Repeat the records below word for word, but start at the line that contains "Would you point out the goal net", stop after the last line, and include nothing else.

#### Referring expression data:
━━━━━━━━━━━━━━━━

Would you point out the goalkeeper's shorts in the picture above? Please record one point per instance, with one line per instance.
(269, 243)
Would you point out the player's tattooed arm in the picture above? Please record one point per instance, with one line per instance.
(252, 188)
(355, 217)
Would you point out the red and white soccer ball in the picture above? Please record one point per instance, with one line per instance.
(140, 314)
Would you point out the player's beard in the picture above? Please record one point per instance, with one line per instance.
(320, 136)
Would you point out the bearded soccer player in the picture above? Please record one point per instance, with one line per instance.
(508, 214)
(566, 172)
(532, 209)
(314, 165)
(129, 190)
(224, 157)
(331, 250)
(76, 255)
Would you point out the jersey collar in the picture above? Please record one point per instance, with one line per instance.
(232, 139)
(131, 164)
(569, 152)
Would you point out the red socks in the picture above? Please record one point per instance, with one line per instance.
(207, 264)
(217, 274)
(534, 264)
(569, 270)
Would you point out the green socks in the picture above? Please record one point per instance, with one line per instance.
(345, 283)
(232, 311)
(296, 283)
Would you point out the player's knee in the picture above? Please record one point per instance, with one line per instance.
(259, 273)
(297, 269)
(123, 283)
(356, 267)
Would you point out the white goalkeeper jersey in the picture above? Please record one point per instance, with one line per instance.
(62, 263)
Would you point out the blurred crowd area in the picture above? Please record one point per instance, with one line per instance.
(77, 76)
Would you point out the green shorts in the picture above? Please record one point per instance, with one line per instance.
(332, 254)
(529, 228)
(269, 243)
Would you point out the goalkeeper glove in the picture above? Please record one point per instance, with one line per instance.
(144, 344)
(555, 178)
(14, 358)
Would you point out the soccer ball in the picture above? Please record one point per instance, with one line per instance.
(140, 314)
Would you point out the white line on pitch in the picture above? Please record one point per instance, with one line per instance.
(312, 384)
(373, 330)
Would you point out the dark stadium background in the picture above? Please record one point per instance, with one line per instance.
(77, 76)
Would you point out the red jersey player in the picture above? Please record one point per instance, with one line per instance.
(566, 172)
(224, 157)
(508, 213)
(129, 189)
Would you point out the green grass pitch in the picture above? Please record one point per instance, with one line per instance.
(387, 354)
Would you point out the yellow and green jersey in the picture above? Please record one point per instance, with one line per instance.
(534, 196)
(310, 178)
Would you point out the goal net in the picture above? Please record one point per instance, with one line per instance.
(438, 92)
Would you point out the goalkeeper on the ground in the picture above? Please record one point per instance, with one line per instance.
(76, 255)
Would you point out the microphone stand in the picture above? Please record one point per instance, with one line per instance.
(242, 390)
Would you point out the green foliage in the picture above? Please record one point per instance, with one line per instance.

━━━━━━━━━━━━━━━━

#### WRITTEN REPLY:
Would you point out the goal net in the picture above? Please record one point per instance, with one line per instance.
(438, 92)
Would you point out the goalkeeper on the ground in the picture above? Please record one point per instance, with one line per instance.
(76, 255)
Would you point out the microphone stand in the picture above? Please record one point per instance, with one line per instance.
(242, 390)
Would you point out the green foliage in the picture above? Please record one point per instance, with one line per instance.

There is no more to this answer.